Each line with the string "green" is to be copied from the records below.

[Data excerpts]
---*---
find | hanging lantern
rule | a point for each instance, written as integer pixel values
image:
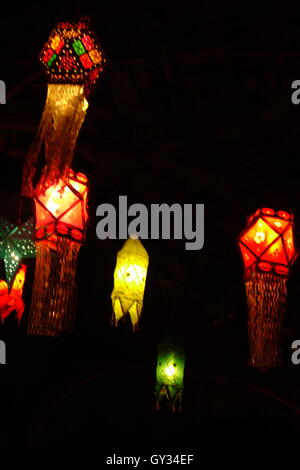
(11, 300)
(129, 282)
(170, 374)
(61, 219)
(16, 244)
(72, 54)
(268, 250)
(73, 61)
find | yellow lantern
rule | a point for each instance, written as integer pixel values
(129, 282)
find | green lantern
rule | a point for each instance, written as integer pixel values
(169, 374)
(16, 243)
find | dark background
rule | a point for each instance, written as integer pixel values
(194, 106)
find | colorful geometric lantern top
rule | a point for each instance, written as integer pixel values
(170, 364)
(61, 209)
(12, 300)
(267, 242)
(72, 54)
(16, 243)
(129, 281)
(170, 373)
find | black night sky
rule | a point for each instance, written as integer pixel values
(194, 106)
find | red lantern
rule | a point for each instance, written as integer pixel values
(73, 61)
(61, 219)
(61, 210)
(268, 250)
(72, 54)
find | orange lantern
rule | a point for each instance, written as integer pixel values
(61, 219)
(61, 209)
(12, 300)
(268, 249)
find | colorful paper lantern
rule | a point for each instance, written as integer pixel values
(170, 374)
(73, 60)
(11, 300)
(129, 282)
(16, 244)
(61, 209)
(268, 250)
(61, 219)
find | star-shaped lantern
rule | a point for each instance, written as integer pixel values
(16, 243)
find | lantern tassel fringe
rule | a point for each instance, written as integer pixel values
(266, 295)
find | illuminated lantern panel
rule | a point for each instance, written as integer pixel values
(169, 375)
(72, 54)
(129, 282)
(267, 243)
(53, 301)
(61, 210)
(16, 244)
(12, 300)
(268, 250)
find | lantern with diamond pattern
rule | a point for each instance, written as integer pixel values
(268, 250)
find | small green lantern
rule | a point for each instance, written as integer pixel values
(170, 373)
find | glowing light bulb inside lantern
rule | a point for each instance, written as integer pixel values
(268, 251)
(259, 237)
(129, 282)
(85, 104)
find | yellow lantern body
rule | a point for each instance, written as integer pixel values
(129, 282)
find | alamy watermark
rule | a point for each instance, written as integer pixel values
(2, 92)
(161, 221)
(2, 352)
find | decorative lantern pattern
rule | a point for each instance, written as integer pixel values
(11, 300)
(170, 374)
(72, 54)
(16, 244)
(73, 60)
(61, 210)
(268, 250)
(61, 219)
(129, 282)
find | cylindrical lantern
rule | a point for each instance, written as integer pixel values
(268, 250)
(129, 282)
(73, 60)
(11, 300)
(170, 374)
(61, 219)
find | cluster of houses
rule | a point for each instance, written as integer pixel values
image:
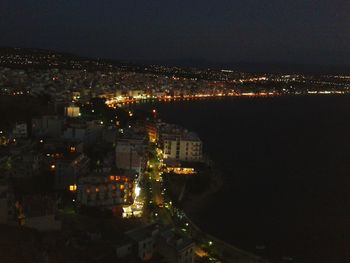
---*---
Task output —
find | green lantern
find | small green lantern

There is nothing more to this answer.